__Exercise instructions__.
The entries need to be copied exactly.

__Listing__.
--------------------
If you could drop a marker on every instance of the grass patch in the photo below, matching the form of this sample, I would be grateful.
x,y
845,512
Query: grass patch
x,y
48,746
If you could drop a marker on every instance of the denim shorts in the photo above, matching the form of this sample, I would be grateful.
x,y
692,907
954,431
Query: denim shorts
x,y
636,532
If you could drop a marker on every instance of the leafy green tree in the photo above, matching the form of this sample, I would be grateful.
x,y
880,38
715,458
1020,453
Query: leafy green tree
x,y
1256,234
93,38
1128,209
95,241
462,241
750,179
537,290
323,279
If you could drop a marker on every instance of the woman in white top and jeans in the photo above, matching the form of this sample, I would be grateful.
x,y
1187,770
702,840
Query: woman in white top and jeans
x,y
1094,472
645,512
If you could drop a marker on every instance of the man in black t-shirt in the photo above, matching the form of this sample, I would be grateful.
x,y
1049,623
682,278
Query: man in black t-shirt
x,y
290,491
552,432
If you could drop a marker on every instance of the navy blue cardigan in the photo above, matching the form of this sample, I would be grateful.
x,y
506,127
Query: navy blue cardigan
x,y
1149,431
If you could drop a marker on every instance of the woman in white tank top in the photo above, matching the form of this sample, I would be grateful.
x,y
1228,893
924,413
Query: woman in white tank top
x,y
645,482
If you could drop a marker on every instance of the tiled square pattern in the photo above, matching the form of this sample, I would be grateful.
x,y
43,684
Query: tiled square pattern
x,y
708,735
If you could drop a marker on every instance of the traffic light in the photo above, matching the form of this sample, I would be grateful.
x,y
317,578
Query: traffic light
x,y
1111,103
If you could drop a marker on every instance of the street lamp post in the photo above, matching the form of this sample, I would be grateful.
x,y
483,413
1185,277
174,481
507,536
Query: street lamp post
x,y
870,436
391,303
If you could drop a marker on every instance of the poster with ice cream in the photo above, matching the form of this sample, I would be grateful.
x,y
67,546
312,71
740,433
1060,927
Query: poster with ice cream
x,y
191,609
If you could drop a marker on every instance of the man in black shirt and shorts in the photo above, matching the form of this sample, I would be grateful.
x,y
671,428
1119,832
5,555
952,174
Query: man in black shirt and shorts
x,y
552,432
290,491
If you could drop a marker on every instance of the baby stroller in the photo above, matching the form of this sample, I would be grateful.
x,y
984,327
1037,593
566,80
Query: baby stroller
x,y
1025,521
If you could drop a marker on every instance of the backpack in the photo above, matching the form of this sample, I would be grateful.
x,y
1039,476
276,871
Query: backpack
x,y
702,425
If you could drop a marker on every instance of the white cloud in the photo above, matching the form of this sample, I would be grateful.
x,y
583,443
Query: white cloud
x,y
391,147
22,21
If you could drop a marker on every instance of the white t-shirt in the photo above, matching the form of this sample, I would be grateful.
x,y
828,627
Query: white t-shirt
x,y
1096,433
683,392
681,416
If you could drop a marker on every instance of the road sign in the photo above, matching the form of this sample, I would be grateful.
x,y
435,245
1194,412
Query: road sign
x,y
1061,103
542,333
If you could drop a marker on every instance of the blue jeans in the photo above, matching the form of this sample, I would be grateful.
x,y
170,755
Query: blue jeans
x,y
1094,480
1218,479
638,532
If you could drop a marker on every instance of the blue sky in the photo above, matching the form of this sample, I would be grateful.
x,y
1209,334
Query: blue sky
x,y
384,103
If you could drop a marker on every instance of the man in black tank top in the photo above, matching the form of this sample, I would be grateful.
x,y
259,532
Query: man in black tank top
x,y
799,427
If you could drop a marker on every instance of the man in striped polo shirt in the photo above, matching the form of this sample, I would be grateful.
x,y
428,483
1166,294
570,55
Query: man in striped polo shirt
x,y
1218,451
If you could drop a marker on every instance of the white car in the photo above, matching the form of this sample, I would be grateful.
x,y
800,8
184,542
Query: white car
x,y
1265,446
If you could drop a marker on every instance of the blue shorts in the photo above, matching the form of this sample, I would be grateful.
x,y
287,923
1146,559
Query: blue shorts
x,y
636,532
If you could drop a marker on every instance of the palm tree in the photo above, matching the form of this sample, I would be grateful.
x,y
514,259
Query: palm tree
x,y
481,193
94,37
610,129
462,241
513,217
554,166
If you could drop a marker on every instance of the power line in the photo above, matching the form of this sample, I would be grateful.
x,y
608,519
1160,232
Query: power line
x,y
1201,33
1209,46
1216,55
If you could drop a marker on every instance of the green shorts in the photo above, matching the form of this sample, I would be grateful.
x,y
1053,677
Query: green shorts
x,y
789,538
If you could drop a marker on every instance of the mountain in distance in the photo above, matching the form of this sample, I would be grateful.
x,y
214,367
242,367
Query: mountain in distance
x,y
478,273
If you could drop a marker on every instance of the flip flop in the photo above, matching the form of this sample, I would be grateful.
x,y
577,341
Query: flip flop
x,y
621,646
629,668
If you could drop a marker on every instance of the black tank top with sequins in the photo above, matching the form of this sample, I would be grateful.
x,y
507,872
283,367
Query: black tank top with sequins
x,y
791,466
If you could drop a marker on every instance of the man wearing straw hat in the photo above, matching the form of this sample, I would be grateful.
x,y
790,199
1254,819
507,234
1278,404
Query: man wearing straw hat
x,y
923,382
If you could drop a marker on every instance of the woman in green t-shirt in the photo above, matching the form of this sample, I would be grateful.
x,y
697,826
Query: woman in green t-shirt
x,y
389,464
--------------------
__Result for this exercise__.
If you could drop a marker on every instance of the grass patch in the photo below, matching the form of this sample, I would be grateful.
x,y
845,512
Query: grass patch
x,y
48,746
If you could drop a marker on every instance of the denim shorts in the photo above, matching the form of this sample, I would be grateful.
x,y
692,907
954,431
Query: denim shorts
x,y
636,532
If you could drop a marker on every instance of the leafy green tree in the photo above, matching the form of this sample, I would be grateful.
x,y
880,38
715,458
1020,453
Query: leafy green tree
x,y
1256,234
93,38
1128,209
95,241
462,241
750,179
537,290
323,279
If you could drop a marker on every instance of the woman in white top and jeans in the photo above, matching the form of this sample, I would be grateful.
x,y
1187,770
702,840
Query: woman in white top and jeans
x,y
1094,472
645,512
If you could drop a marker on every instance of the man in black t-shirt in the photo above, matching the form of this sample, I would be grateful.
x,y
1049,623
682,278
Query: man in black t-shirt
x,y
290,491
552,432
If you could drop a marker on every instance of the navy blue cardigan in the photo above, matching the form of this sample, I would be grateful.
x,y
506,127
Query: navy blue cardigan
x,y
1149,431
If you could drop a marker on every instance of the woman in white tank top in the photo above, matching the form of this sample, I would be grateful.
x,y
1228,893
924,413
Query: woman in white tank top
x,y
645,482
If you could drop a marker on every instance of the tiled square pattern in the photo above, matching the form of this sample, I would be grateful.
x,y
43,684
Query: tiled square pattern
x,y
708,735
If you could drop a marker on every instance of the traffic light in the photo above, matching the form of this sample, I would be grateful.
x,y
317,578
Query: traffic light
x,y
1111,103
If you could drop a marker on every instance of the street lamp post in the photo above, matching the form of this sample, I would be grateful.
x,y
483,413
1185,277
174,481
507,536
Query: street lamp post
x,y
870,436
391,303
If you could drop a marker on every instance of the poster with ice cream in the photo above, matching the form of this sample, I would be grateful.
x,y
67,546
312,71
740,433
1060,927
Query: poster with ice cream
x,y
191,609
If you could drop a marker on every instance of the man in black shirt and shorts in the photo above, matching the form of this sample, I would be grateful.
x,y
671,428
1119,832
5,555
952,174
Query: man in black shirt and shorts
x,y
552,432
290,491
If you could drop a marker on every instance of the baby stroller in the photo above, matching the form of this sample, I would be grateful.
x,y
984,327
1037,593
566,80
Query: baby stroller
x,y
1025,521
If you could drop a marker on every instance of the backpack in the photo above, matching the form of this sample, I would be grateful.
x,y
1039,476
276,871
Query: backpack
x,y
702,425
If you could drop a marker on every instance of the white cloud in the photo above, matching the form of this sample, I would be grateful.
x,y
583,443
Query: white cloud
x,y
391,147
22,21
If you could drop a marker on every instance of the white t-shirt in the photo above, matching the form of this sample, I would be grateful.
x,y
828,627
Query: white t-shirt
x,y
1096,433
683,392
681,416
If you could drop a marker on every instance of the road sign in the photo above, matching the form of this sample, I would be grateful.
x,y
435,245
1194,412
Query: road sign
x,y
1061,103
542,333
If you could drop a marker on every instance of the blue jeans in the photo above, matching the form of this sample, I would be grateful.
x,y
170,755
Query: blue jeans
x,y
1094,480
1218,479
638,532
If you could drop a marker on every instance of the blue sky in the photo above, matching the form of this sample, I would be grateful.
x,y
1209,334
Query: blue sky
x,y
384,103
If you could drop a marker on every instance of the man in black tank top in the photo above, matching the form of this sample, I would be grateful.
x,y
259,532
Query: man in black tank top
x,y
799,427
If you could drop a marker on every instance of the man in striped polo shirt in the photo above, matching the form of this sample, I would be grateful.
x,y
428,483
1166,294
570,55
Query: man in striped polo shirt
x,y
1218,451
If you could drop a marker on every instance of the white car in the photo above, matching the form of this sample, I would be grateful.
x,y
800,8
184,542
Query: white car
x,y
1265,446
If you could drop a marker on every instance of the blue shorts in the photo above, matching the form of this sample, I would be grateful.
x,y
287,923
1146,559
Query: blue shorts
x,y
636,532
If you could drop a marker on every instance of the palm tree in the photo above, matching the form of this sample, I would be grateful.
x,y
514,259
Query: palm tree
x,y
481,193
94,37
610,129
462,241
513,217
554,166
If you could drop a marker on every instance of the power line in the photo above, matching the form of this sample, I would be grateful.
x,y
608,519
1160,232
Query: power line
x,y
1201,33
1209,46
1216,55
If you could drop a marker on every instance of the green shorts in the photo above, matching the form of this sample, I would be grateful.
x,y
1053,677
Query: green shorts
x,y
789,538
If you could drop a marker on every instance of the mountain in distance in the photo above, matching the form of this sample, I would be grateful.
x,y
214,367
242,367
Query: mountain in distance
x,y
478,273
If you could drop a marker on every instance of the flip flop in the photo above, matching the form of this sample, I would be grateful.
x,y
577,341
Query: flip flop
x,y
621,646
629,668
If you could drop a marker on every instance of the black tank top with sequins in the photo above, matching the form of this sample, I would be grateful.
x,y
507,872
283,367
Query: black tank top with sequins
x,y
791,466
If you could drop a marker on every instance of the man wearing straw hat in the photo above, matching the form of this sample, I would be grateful.
x,y
790,199
1254,819
507,234
1278,404
Query: man wearing straw hat
x,y
923,382
If you could drop a marker on every instance of the woman in green t-shirt in the photo above, matching the form of this sample, I would be grateful.
x,y
697,826
Query: woman in green t-shirt
x,y
389,464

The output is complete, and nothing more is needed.